Source document -
↓↓↓

At what was meant to be a solemn farewell for conservative activist Charlie Kirk, President Donald Trump managed to turn the service into a spectacle, dancing, smiling, and awkwardly embracing Kirk’s widow in scenes many said looked more like a campaign rally than a funeral.
Observers noted that instead of appearing visibly shaken or grief-stricken, Trump closed the ceremony swaying to “America the Beautiful,” grinning for cameras, and gesturing like he was onstage at one of his rallies. At one point, he pulled Erika Kirk beside him as he sang along and waved, the pair framed by flashing lights and roaring applause.
The optics fueled widespread criticism.

Commenters online called the moment “strange,” “cheap,” and “grotesque,” saying it stripped the event of gravity and turned grief into pageantry.
“That wasn’t mourning—it was mobilizing,” one person wrote. Others argued the display confirmed that Trump was more invested in the spotlight and movement-building than in honoring a life cut short.
Supporters countered that Kirk’s life’s work was political and that his funeral reflected his mission of registering young conservatives to vote. But even some on the right conceded that Trump’s smiling send-off, complete with rally-style vibes, jarred against expectations of a traditional memorial.
Clips of Trump singing and dancing while embracing Kirk’s widow were reshared on an Instagram political satire page, sainthoax, where Trump was mercilessly mocked. In just two hours, it had already garnered 61,000 likes.
“This country is next-level unhinged,” one person wrote. “Oh, they definitely did it,” one viewer wrote, followed by a laughing emoji.
“Seems more like a celebration rather than a funeral mourning someone who was killed,” another viewer wrote on Instagram.
Many in attendance and watching online also noted Trump appeared to doze off during parts of the service, a moment critics quickly tied to other public lapses.

↑↑↑

Data to examine -
↓↓↓

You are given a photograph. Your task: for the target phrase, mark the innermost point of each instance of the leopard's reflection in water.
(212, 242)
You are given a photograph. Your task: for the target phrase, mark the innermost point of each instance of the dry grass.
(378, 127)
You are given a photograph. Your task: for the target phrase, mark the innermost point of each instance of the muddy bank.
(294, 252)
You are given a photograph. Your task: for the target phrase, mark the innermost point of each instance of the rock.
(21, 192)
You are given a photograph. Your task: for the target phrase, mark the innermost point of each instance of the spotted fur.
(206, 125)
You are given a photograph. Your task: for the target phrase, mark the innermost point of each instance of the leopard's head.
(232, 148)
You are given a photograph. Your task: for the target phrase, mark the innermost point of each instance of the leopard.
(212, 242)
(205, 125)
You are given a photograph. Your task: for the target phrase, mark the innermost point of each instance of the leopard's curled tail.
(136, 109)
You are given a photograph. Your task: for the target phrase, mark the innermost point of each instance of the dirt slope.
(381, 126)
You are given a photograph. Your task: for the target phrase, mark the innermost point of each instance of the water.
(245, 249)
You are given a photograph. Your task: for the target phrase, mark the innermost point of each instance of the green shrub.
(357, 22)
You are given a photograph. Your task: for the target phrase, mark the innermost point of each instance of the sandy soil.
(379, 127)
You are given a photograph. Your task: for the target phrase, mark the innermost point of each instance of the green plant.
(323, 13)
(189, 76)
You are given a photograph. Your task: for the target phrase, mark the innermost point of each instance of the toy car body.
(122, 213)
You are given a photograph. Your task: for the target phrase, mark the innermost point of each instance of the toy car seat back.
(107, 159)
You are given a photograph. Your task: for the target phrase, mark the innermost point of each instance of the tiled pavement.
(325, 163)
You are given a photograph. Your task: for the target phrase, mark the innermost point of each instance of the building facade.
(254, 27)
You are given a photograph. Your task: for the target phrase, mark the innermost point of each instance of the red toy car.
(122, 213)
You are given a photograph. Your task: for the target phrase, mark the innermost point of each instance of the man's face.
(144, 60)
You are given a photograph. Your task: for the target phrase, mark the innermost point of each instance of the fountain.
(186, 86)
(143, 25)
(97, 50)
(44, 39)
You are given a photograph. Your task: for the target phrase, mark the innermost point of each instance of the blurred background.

↑↑↑

Instructions -
1. Retype the funeral article word for word between "Commenters online called" and "a traditional memorial.", inclusive.
2. List every word that commenters online used, according to the funeral article, to describe the moment.
3. Using the funeral article, decide whether each statement agrees with it, and quote the words that settle each one: (a) Trump closed the ceremony swaying to "America the Beautiful." (b) Clips of Trump were reshared on a TikTok satire page. (c) Supporters said the funeral reflected Kirk's mission of registering young conservatives to vote.
The records are drawn from a separate source, unrelated to the text.

Task solutions -
1.
Commenters online called the moment “strange,” “cheap,” and “grotesque,” saying it stripped the event of gravity and turned grief into pageantry.
“That wasn’t mourning—it was mobilizing,” one person wrote. Others argued the display confirmed that Trump was more invested in the spotlight and movement-building than in honoring a life cut short.
Supporters countered that Kirk’s life’s work was political and that his funeral reflected his mission of registering young conservatives to vote. But even some on the right conceded that Trump’s smiling send-off, complete with rally-style vibes, jarred against expectations of a traditional memorial.

2. strange, cheap, grotesque

3.
(a) Yes: "Trump closed the ceremony swaying to “America the Beautiful,”"
(b) No: "reshared on an Instagram political satire page, sainthoax"
(c) Yes: "his funeral reflected his mission of registering young conservatives to vote"